■ OBJETIVO DA TAREFA:
Prossiga o texto sobre a pulsão de saber na infância, começando logo depois da última frase apresentada.

■ TEXTO PARA LEITURA:
Isto faz lembrar o caso do pequeno Hans tratado por Freud (1909/ 1996b) por intermédio do pai: era ele que levava ao analista tudo que observava em relação à fobia do filho. Este pai teve uma participação fundamental no processo de tratamento do filho. Freud não tratou diretamente de crianças, mas sim do infantil que existe no adulto, focando-se no que poderia constituir-se como etiologia das neuroses. O caso do pequeno Hans foi uma exceção, que muito auxiliou Freud em suas pesquisas sobre o infantil. É desta forma que privilegia a infância como o momento no qual as principais marcas se constituem, trazendo uma ideia que foi muito repudiada na época, a ideia de que a sexualidade é infantil e é justamente a curiosidade a respeito da sexualidade que impulsiona a criança a tornar-se um pequeno pesquisador, como observamos na passagem:

Ao mesmo tempo em que a vida sexual da criança chega a sua primeira florescência, entre os 3 e os 5 anos, também se inicia nela a atividade que se inscreve na pulsão de saber ou de investigar. … Suas relações com a vida sexual, entretanto, são particularmente significativas, já que constatamos pela psicanálise que, na criança, a pulsão de saber é atraída, de maneira insuspeitadamente precoce e inesperadamente intensa, pelos problemas sexuais, e talvez seja até despertada por eles. (Freud (1905/1996a) p. 183).2

São os interesses práticos e não os teóricos que estimulam a atividade investigatória da criança, sendo o primeiro problema com o qual se depara que a torna pensativa e perspicaz, o que se dá em consonância com o despertar da pulsão de saber, por intermédio do enigma: de onde vêm os bebês? De onde eu vim?

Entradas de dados
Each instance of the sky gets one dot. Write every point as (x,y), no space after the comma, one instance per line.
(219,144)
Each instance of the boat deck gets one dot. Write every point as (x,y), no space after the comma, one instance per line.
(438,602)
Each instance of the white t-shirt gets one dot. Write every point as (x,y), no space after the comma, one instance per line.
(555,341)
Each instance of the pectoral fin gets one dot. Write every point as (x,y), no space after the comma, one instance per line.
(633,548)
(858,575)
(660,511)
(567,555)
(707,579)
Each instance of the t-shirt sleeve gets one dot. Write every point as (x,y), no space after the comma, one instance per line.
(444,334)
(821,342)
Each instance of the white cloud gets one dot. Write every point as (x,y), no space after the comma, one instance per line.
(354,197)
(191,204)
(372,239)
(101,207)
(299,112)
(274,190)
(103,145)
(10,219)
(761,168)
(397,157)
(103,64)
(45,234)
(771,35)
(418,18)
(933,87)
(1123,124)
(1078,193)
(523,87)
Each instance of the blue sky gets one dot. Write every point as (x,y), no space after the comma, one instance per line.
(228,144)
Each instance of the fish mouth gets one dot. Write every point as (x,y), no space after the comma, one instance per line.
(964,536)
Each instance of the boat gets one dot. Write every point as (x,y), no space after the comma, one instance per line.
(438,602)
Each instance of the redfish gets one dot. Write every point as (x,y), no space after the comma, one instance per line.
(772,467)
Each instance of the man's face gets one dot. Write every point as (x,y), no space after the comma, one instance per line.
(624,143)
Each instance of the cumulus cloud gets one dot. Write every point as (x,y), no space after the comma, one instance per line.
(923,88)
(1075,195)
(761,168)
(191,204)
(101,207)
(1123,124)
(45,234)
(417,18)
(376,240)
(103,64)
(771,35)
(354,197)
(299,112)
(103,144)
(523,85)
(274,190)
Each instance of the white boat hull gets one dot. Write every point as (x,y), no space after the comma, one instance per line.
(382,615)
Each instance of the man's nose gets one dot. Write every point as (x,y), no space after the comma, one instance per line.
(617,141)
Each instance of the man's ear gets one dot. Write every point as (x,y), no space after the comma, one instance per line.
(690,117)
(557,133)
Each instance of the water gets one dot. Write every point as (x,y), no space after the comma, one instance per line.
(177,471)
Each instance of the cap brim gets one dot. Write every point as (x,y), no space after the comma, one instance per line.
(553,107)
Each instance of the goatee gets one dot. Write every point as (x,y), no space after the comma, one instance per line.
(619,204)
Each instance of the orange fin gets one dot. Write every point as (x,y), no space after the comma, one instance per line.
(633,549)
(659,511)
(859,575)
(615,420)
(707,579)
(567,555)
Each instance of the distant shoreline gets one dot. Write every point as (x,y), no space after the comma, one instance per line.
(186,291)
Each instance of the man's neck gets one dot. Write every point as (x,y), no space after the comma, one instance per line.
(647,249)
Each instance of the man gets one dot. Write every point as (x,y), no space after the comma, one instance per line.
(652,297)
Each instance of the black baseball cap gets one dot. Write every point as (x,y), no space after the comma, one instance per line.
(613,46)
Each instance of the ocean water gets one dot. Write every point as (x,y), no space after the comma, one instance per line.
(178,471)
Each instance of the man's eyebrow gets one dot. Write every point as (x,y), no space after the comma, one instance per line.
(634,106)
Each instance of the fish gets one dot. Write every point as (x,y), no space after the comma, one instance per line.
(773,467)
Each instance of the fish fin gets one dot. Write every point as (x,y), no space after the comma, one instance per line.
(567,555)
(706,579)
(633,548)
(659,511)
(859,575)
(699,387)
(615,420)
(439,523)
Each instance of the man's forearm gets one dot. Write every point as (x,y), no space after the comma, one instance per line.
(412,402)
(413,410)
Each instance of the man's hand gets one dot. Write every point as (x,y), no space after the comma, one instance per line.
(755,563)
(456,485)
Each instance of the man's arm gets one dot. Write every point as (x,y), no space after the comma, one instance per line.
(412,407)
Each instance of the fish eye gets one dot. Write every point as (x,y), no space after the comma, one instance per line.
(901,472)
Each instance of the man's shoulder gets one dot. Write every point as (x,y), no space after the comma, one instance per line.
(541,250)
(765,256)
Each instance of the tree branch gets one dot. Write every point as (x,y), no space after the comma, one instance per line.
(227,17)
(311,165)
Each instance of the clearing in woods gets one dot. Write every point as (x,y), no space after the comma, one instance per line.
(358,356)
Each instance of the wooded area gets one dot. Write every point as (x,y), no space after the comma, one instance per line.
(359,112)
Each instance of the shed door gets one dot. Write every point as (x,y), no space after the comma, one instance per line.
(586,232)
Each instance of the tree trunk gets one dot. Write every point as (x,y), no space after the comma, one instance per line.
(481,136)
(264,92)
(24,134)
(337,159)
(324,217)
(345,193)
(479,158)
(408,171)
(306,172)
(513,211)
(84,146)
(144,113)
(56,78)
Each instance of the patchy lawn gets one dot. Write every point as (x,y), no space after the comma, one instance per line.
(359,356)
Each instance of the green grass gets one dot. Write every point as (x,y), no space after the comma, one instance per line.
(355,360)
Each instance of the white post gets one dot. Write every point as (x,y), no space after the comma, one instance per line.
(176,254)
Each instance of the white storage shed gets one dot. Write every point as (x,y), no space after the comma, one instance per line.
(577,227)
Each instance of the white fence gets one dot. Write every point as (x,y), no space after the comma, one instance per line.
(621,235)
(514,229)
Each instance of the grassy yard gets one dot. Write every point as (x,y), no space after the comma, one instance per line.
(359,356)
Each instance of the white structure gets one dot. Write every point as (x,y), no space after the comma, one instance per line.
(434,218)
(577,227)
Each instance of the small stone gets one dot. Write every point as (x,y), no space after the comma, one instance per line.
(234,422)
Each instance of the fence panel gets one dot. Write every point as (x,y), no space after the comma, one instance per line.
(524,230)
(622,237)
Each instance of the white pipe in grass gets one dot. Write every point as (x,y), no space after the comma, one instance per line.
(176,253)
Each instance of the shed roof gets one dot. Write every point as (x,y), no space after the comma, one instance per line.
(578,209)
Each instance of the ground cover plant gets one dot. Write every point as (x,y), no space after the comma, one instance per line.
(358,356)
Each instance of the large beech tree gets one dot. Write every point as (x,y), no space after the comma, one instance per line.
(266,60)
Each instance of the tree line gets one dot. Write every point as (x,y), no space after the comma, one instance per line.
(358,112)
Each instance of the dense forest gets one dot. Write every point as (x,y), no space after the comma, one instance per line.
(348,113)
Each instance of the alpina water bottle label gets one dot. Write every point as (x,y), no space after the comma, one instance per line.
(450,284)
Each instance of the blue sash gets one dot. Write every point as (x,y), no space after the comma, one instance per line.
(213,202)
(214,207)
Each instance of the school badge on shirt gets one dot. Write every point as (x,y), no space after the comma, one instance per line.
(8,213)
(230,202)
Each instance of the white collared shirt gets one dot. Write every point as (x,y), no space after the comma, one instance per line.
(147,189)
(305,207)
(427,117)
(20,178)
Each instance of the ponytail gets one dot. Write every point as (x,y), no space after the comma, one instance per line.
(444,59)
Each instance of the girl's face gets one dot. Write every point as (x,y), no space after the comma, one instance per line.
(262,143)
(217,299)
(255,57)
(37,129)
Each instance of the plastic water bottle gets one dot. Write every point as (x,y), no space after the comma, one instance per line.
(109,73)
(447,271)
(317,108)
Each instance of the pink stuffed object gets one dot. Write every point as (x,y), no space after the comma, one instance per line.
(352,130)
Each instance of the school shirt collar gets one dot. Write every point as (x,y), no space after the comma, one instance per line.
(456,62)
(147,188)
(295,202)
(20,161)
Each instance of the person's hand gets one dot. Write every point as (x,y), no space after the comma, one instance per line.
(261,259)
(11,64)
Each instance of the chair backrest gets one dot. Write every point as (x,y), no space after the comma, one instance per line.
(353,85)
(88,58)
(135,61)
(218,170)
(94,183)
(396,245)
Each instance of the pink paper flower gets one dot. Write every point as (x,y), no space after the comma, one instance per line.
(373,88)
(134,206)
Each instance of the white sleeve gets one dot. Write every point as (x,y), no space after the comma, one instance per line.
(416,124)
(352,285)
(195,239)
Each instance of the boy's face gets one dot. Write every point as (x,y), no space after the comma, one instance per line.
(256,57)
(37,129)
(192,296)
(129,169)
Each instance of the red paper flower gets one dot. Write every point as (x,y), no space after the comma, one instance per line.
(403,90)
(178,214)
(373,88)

■ RESPOSTA ABAIXO:
Em seu caminho em direção à descoberta do inconsciente, Freud perguntava-se por que o período da infância muitas vezes não é lembrado pelo adulto? Ou melhor, por que será que ele está facilmente sob a influência do recalque?

Ao escutar a fala de Júlia, continuei a me questionar a respeito de qual seria a direção de um tratamento para Tales. Será que o CAPS seria o espaço adequado para acolhê-lo? Essa pergunta nunca se afasta de nossos horizontes quando fazemos o primeiro atendimento em um Centro de Atenção Psicossocial, pois neste momento precisamos entender do que se trata para fazer o melhor encaminhamento. Mas não era só este motivo que fazia questão. O que preocupava era o sofrimento desta criança de apenas 4 anos e desta família, tão perdida, sem norte e sem parâmetros. Júlia não sabia nem como pedir ajuda, e estava ali porque preferia acreditar que seu filho precisava de medicação, já que nada o continha. Ao mesmo tempo, parecia muito assustada com a ideia de dar ao filho remédios tão fortes, como estes que são ministrados para as crianças com diagnóstico de hiperatividade ou de transtorno de comportamento generalizado. Esse medo, no entanto, não a fazia agir no sentido contrário, pois acreditava que, se foi encaminhado para uma avaliação psiquiátrica, é porque era esse o caminho a seguir.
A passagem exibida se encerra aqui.